__Given problem__:
Please answer these questions from the text on the electro-hydraulic power unit:
1. What is cast onto the rotor's shorting ring?
2. What does FIG. 4 show?
3. Which type of electric machine is preferred?

BRIEF SUMMARY OF THE INVENTION
[0014] An electro-hydraulic power unit having a housing that has an
inlet port within. Additionally within the housing is an electric
motor that is fluidly connected to the inlet port and that has a
specially designed rotor having at least one opening therein. Also,
the rotor has a shorting ring or similar disk with vanes cast onto
the shorting ring that may be used to super charge the hydraulic
pump inlet supply. Additionally, the power unit has a hydraulic
pump that has an inlet fluidly connected to the electric motor. The
power unit is designed so that oil flows into the inlet port of the
housing and into the electric motor where the openings within the
rotor help cause the oil to move to the inlet of the hydraulic
pump.
BRIEF DESCRIPTION OF THE DRAWINGS
[0015] FIG. 1 is a perspective view of a shaft rotor, and wobble
plate assembly as used in an electro-hydraulic power unit;
[0016] FIG. 2 is a sectional view of an electro-hydraulic power
unit;
[0017] FIG. 3 is a sectional view of an electro-hydraulic power
unit; and
[0018] FIG. 4 is a sectional view of a stator of an
electro-hydraulic power unit.
DESCRIPTION OF THE PREFERRED EMBODIMENTS OF THE INVENTION
[0019] With reference to FIGS. 1 and 2, and electric hydraulic
power converter 10 is disclosed with a rotary cam hydraulic power
unit 12. This unit 12 includes a housing 14, and an electric
machine or motor 16, and a supercharged hydraulic machine or pump
18.
[0020] The electric machine, preferably is an alternating current
(AC) induction motor, but may be any conventional electric machine,
including an alternating current (AC) machine; a direct current
(DC) machine; an induction machine; a single phase machine; a three
phase machine; a poly phase machine; a switched reluctance machine;
a written pole machine; a permanent magnet alternating current
(PMAC) machine; a permanent magnet direct current (PMDC) machine; a
shunt wound machine; a series wound machine; a compound wound
machine; a synchronous machine; a separately excited machine; a
brushless machine; a brushed machine; a brushless direct current
machine; and a transversal flux machine.

__Material__:
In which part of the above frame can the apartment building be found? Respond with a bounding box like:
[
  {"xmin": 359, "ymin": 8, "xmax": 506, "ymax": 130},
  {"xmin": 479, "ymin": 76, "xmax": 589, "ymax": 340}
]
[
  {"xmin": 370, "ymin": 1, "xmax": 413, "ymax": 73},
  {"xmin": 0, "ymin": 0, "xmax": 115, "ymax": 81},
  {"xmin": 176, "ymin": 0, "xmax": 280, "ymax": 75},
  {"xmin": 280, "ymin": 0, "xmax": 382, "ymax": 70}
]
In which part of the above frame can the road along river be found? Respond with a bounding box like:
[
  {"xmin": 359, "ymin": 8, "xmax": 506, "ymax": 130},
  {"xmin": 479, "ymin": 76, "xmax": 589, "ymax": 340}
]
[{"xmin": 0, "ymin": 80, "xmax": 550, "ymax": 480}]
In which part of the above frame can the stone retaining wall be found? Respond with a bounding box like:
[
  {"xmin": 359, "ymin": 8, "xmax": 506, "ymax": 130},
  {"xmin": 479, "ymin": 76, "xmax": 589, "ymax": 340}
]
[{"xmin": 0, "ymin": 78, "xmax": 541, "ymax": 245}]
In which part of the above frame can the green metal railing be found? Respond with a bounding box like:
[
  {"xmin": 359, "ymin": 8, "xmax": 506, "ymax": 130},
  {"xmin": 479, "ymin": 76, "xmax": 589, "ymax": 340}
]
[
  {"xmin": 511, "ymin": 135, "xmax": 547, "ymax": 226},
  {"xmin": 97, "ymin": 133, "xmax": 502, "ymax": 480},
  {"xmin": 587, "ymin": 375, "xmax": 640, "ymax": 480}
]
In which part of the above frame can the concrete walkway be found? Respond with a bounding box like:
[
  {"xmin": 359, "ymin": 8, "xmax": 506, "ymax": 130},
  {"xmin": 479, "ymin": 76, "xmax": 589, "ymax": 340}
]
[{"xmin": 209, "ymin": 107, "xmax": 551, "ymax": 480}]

__Written response__:
1. Vanes
2. A sectional view of a stator of an electro-hydraulic power unit
3. An alternating current (AC) induction motor